What to work on — All records shown below should be given again, character for character.

[Records from a collection]
══════════

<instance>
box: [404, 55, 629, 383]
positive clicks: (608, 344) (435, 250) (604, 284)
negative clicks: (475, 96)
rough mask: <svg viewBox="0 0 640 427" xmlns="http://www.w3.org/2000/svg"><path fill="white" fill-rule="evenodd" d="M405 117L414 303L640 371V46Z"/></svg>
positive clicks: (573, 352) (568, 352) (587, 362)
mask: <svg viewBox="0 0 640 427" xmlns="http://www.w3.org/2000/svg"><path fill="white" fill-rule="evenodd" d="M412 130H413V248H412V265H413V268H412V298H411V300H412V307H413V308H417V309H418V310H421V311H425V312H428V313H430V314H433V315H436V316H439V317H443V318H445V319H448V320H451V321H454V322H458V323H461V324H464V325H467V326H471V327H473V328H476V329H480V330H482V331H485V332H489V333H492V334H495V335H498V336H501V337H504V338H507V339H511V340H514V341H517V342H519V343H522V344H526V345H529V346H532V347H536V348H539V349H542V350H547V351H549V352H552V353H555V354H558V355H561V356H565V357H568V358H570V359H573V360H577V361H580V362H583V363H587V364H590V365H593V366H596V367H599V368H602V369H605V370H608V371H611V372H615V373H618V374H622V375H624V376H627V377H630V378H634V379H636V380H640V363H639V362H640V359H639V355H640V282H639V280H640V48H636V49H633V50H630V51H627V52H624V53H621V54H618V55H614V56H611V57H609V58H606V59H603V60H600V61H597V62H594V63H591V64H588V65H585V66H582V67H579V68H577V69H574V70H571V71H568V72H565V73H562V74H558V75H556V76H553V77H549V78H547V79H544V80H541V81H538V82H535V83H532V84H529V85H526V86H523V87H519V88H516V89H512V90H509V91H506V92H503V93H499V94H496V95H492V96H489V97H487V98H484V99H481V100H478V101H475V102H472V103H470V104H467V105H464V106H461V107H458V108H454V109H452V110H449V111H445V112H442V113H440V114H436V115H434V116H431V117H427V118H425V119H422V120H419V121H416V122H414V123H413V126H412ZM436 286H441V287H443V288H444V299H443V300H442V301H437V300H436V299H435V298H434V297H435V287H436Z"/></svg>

══════════

Exercise answer —
<instance>
box: [404, 55, 629, 383]
positive clicks: (608, 344) (435, 250) (604, 284)
negative clicks: (475, 96)
rough mask: <svg viewBox="0 0 640 427" xmlns="http://www.w3.org/2000/svg"><path fill="white" fill-rule="evenodd" d="M405 117L414 303L640 371V46Z"/></svg>
positive clicks: (573, 352) (568, 352) (587, 362)
mask: <svg viewBox="0 0 640 427" xmlns="http://www.w3.org/2000/svg"><path fill="white" fill-rule="evenodd" d="M412 130H413V248H412V265H413V268H412V298H411V300H412V307H413V308H417V309H418V310H421V311H425V312H428V313H430V314H433V315H436V316H439V317H443V318H445V319H448V320H451V321H454V322H458V323H461V324H464V325H467V326H471V327H473V328H476V329H480V330H482V331H485V332H489V333H492V334H495V335H498V336H501V337H504V338H507V339H511V340H514V341H517V342H519V343H522V344H526V345H529V346H532V347H536V348H539V349H542V350H547V351H549V352H552V353H555V354H558V355H561V356H565V357H568V358H570V359H573V360H577V361H580V362H583V363H587V364H590V365H593V366H596V367H599V368H602V369H605V370H608V371H611V372H615V373H618V374H622V375H624V376H627V377H630V378H634V379H636V380H640V363H639V362H640V359H639V355H640V282H639V280H640V48H636V49H633V50H630V51H627V52H624V53H621V54H618V55H614V56H611V57H609V58H606V59H603V60H600V61H597V62H594V63H591V64H588V65H585V66H582V67H579V68H577V69H574V70H571V71H568V72H565V73H562V74H558V75H556V76H553V77H549V78H547V79H544V80H541V81H538V82H535V83H532V84H529V85H526V86H523V87H519V88H516V89H512V90H509V91H506V92H503V93H499V94H496V95H492V96H489V97H487V98H484V99H481V100H478V101H475V102H472V103H470V104H467V105H464V106H461V107H458V108H454V109H452V110H449V111H445V112H442V113H440V114H436V115H434V116H431V117H427V118H425V119H422V120H419V121H416V122H414V123H413V126H412ZM436 286H441V287H443V288H444V299H443V300H442V301H437V300H436V299H435V298H434V297H435V287H436Z"/></svg>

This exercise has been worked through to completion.